Records for this exercise:
□ □ □ □ □

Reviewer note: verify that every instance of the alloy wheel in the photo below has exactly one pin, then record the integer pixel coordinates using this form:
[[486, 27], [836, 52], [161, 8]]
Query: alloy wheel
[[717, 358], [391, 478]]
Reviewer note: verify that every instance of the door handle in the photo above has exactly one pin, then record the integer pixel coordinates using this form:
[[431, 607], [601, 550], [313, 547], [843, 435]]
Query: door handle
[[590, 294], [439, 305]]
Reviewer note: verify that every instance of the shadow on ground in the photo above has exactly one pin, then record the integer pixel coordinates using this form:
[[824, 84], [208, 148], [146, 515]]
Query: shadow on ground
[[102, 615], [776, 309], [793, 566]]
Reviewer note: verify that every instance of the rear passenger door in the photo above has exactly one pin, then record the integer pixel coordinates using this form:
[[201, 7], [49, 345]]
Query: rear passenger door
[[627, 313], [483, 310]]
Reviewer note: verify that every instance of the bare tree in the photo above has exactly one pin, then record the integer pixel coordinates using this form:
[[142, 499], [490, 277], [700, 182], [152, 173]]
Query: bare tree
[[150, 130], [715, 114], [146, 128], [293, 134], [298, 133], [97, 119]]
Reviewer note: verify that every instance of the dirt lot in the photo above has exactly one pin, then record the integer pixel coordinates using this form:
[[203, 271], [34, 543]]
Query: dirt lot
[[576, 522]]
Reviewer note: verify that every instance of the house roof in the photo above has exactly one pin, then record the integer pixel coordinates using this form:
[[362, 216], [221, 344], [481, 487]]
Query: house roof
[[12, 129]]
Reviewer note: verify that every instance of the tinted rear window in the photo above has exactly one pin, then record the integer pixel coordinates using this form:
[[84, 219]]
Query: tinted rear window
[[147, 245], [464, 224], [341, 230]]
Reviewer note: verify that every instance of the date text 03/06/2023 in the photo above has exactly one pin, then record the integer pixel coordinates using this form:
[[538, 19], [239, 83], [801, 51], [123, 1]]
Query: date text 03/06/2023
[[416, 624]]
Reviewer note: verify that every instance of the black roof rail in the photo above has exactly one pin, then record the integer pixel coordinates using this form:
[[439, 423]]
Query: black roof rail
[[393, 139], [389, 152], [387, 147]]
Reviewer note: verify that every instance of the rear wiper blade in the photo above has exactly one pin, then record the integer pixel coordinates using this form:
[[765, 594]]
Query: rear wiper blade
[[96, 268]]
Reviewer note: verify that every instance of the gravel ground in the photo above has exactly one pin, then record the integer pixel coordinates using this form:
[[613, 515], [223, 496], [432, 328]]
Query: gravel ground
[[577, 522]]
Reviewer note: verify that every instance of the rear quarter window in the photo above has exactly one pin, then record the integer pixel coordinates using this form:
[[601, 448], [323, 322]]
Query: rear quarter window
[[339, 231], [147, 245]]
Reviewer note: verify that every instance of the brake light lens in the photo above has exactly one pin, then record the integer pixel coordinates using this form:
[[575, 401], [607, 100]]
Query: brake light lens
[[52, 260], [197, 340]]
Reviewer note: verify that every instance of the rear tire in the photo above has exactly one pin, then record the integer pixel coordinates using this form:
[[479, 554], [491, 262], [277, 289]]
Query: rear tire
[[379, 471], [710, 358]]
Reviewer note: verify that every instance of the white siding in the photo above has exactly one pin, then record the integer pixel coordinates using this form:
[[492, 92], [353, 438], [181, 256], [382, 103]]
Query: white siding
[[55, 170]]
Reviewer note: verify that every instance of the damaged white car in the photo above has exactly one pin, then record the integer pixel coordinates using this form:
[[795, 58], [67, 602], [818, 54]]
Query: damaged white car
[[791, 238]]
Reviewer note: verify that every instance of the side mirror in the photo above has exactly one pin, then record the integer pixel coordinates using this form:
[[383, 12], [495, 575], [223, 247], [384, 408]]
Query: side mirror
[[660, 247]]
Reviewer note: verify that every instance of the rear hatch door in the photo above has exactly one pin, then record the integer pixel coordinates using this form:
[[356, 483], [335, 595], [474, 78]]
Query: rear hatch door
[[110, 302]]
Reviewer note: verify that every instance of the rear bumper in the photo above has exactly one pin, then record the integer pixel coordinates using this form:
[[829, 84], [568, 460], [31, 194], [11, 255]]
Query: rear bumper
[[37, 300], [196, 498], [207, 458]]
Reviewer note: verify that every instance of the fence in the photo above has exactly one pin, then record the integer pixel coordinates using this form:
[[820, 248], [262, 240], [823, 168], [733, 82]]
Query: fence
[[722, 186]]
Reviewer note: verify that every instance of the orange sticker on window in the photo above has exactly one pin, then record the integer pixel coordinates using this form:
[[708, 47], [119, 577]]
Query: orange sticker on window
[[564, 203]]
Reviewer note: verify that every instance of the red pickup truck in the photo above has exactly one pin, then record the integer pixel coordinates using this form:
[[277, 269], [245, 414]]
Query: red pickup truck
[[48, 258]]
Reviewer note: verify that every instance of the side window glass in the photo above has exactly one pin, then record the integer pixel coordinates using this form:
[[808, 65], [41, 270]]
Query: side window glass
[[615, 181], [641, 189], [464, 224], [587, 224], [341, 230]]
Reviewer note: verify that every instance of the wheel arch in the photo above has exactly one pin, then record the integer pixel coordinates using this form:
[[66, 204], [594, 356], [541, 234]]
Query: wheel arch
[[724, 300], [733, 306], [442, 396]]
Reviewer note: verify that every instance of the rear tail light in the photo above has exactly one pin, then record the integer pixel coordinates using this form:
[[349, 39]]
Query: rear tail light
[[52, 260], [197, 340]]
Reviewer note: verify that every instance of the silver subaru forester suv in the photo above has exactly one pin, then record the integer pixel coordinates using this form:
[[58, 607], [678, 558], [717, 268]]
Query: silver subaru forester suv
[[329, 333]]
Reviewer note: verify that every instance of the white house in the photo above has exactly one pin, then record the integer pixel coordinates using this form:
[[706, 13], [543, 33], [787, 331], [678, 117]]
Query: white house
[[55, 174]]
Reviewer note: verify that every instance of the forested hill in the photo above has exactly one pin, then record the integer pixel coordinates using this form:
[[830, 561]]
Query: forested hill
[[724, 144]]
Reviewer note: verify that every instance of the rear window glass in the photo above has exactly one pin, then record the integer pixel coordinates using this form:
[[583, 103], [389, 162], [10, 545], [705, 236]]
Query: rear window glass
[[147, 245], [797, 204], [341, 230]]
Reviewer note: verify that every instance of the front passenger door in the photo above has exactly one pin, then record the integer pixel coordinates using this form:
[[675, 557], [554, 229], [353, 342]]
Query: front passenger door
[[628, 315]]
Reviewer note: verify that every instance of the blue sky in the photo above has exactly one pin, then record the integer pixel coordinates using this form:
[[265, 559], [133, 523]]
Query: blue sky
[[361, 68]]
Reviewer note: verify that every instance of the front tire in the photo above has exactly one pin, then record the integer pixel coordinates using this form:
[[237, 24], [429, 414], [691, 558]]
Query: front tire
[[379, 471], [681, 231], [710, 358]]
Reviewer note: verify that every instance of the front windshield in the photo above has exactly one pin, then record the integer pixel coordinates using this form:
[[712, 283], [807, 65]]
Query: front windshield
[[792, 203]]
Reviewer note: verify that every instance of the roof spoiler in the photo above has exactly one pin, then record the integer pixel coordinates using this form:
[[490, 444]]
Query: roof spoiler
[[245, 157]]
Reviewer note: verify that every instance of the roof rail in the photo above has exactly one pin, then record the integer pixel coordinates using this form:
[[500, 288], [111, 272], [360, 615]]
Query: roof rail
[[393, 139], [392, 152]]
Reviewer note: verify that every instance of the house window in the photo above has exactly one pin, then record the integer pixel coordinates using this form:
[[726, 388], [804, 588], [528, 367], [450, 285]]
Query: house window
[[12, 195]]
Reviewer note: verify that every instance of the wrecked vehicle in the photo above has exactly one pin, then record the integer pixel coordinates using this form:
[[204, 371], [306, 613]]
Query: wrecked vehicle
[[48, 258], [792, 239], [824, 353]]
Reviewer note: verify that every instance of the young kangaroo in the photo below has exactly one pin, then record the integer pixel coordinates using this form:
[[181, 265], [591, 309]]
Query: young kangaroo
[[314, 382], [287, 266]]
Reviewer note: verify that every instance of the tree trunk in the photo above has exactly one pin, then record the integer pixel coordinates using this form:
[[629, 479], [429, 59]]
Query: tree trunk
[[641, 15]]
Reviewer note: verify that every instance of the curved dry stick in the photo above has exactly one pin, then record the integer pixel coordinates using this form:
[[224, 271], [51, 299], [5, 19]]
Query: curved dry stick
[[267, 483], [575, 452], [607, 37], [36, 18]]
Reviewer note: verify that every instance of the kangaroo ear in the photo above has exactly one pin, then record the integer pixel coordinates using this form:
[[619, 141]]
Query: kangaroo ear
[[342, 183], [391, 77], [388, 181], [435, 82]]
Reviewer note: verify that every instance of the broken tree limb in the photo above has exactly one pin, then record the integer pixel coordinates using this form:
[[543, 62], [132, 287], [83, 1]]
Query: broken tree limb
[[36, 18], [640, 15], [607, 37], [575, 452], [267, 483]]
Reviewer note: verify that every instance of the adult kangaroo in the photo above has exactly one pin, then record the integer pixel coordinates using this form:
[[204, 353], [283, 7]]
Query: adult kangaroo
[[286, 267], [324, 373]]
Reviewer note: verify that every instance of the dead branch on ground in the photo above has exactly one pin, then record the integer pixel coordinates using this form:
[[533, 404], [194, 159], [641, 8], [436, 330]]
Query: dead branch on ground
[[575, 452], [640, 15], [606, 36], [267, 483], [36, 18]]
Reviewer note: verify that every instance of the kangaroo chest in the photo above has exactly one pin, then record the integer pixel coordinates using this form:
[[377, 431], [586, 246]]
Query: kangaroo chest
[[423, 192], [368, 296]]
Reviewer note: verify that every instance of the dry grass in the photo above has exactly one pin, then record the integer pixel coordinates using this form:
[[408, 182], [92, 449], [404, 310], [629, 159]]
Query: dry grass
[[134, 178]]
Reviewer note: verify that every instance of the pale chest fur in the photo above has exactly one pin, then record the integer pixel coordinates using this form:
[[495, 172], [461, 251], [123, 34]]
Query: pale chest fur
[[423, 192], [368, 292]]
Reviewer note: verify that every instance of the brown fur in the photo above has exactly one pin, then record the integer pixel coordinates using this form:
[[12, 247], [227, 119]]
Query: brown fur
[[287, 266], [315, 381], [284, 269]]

□ □ □ □ □

Return only the stretch of the material above from the line holding "[[829, 84], [568, 460], [31, 194], [11, 255]]" through the line holding "[[808, 65], [41, 270]]", copied exactly.

[[829, 84], [568, 460], [31, 194], [11, 255]]
Query: rear bumper
[[37, 300], [196, 498], [207, 458]]
Reviewer note: verify that every instance of the fence in the photo above has exactly one pin, then record the integer pixel coordinates using this form:
[[820, 248], [262, 240], [823, 168], [733, 82]]
Query: fence
[[722, 186]]
Reviewer note: verify that every instance of the orange sticker on window in the photo above has exactly one pin, then record the integer pixel coordinates using this form:
[[708, 47], [119, 577]]
Query: orange sticker on window
[[564, 203]]
Reviewer note: verify that every instance of the red pickup truck in the photo above has exactly one pin, then record the integer pixel coordinates using this form:
[[277, 269], [245, 414]]
Query: red pickup truck
[[48, 258]]
Reviewer note: verify that every instance of the side window glass in the photo above has exactly one pin, then record the integer pixel coordinates using this form:
[[808, 65], [41, 270]]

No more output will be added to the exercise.